▸ WHAT TO DO: Restate the listing exactly and in full.

▸ ENTRIES SHOWN:

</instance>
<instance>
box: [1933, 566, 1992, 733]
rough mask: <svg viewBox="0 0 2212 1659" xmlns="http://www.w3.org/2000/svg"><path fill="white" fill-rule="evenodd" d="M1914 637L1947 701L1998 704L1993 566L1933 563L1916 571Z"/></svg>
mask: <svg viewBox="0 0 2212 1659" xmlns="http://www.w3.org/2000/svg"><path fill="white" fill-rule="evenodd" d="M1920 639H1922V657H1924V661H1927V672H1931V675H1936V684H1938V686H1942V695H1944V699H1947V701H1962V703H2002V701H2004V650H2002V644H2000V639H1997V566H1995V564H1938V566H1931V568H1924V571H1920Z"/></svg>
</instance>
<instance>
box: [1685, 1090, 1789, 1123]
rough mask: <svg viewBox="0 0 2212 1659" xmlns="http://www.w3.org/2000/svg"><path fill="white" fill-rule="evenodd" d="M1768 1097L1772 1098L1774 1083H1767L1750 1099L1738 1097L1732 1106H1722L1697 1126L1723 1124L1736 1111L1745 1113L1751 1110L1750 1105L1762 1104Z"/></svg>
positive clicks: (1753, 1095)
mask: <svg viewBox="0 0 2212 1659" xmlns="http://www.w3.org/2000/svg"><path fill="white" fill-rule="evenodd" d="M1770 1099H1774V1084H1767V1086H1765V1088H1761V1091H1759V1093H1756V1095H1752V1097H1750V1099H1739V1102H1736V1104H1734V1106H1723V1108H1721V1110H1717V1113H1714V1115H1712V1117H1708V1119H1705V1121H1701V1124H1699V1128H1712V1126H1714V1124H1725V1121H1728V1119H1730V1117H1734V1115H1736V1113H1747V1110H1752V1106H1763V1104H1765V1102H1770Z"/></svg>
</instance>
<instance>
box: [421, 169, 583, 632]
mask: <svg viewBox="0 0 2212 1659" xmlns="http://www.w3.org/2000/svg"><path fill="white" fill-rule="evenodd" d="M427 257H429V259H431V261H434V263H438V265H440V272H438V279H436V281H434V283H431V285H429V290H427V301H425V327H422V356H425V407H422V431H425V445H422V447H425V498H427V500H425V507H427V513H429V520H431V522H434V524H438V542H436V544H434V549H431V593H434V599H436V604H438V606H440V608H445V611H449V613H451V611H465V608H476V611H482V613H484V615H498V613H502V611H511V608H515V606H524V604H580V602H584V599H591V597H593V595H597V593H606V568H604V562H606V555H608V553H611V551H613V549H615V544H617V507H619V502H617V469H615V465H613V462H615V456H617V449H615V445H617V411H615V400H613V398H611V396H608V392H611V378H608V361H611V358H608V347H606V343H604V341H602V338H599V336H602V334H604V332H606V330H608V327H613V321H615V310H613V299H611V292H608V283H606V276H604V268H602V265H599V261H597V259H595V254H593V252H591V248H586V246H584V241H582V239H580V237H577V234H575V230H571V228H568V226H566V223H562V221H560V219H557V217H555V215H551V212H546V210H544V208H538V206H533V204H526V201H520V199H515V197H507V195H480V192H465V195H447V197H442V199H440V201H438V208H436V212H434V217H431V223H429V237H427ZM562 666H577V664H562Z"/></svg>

▸ YOUR SOLUTION:
</instance>
<instance>
box: [1933, 566, 1992, 733]
rough mask: <svg viewBox="0 0 2212 1659" xmlns="http://www.w3.org/2000/svg"><path fill="white" fill-rule="evenodd" d="M1914 637L1947 701L1998 704L1993 566L1933 563L1916 571Z"/></svg>
mask: <svg viewBox="0 0 2212 1659" xmlns="http://www.w3.org/2000/svg"><path fill="white" fill-rule="evenodd" d="M1920 639H1922V657H1924V661H1927V672H1931V675H1936V684H1938V686H1942V695H1944V699H1947V701H1962V703H2002V701H2004V650H2002V644H2000V639H1997V566H1995V564H1938V566H1931V568H1924V571H1920Z"/></svg>
</instance>
<instance>
box: [1685, 1090, 1789, 1123]
rough mask: <svg viewBox="0 0 2212 1659" xmlns="http://www.w3.org/2000/svg"><path fill="white" fill-rule="evenodd" d="M1768 1097L1772 1098L1774 1083H1767L1750 1099L1738 1097L1732 1106H1722L1697 1126L1723 1124L1736 1111L1745 1113L1751 1110L1750 1105L1762 1104Z"/></svg>
positive clicks: (1753, 1095)
mask: <svg viewBox="0 0 2212 1659" xmlns="http://www.w3.org/2000/svg"><path fill="white" fill-rule="evenodd" d="M1770 1099H1774V1084H1767V1086H1765V1088H1761V1091H1759V1093H1756V1095H1752V1097H1750V1099H1739V1102H1736V1104H1734V1106H1723V1108H1721V1110H1717V1113H1714V1115H1712V1117H1708V1119H1705V1121H1701V1124H1699V1128H1712V1126H1714V1124H1725V1121H1728V1119H1730V1117H1734V1115H1736V1113H1747V1110H1752V1106H1763V1104H1765V1102H1770Z"/></svg>
</instance>
<instance>
box: [421, 169, 583, 632]
mask: <svg viewBox="0 0 2212 1659" xmlns="http://www.w3.org/2000/svg"><path fill="white" fill-rule="evenodd" d="M427 257H429V259H431V261H434V263H438V265H440V272H438V279H436V281H434V283H431V285H429V290H427V301H425V327H422V356H425V407H422V431H425V445H422V447H425V498H427V500H425V507H427V513H429V520H431V522H434V524H438V542H436V544H434V549H431V593H434V599H436V604H438V606H440V608H445V611H449V613H451V611H465V608H476V611H482V613H484V615H498V613H502V611H511V608H515V606H524V604H580V602H584V599H591V597H593V595H597V593H606V568H604V562H606V555H608V553H611V551H613V549H615V544H617V507H619V502H617V469H615V465H613V462H615V456H617V449H615V445H617V411H615V400H613V398H611V396H608V392H611V378H608V361H611V358H608V347H606V343H604V341H602V338H599V336H602V334H604V332H606V330H608V327H613V321H615V310H613V299H611V292H608V283H606V276H604V268H602V265H599V261H597V259H595V254H593V252H591V248H586V246H584V241H582V239H580V237H577V234H575V230H571V228H568V226H566V223H562V221H560V219H557V217H555V215H551V212H546V210H544V208H538V206H533V204H526V201H520V199H515V197H507V195H480V192H465V195H447V197H442V199H440V201H438V208H436V212H434V217H431V223H429V237H427ZM562 666H577V664H562Z"/></svg>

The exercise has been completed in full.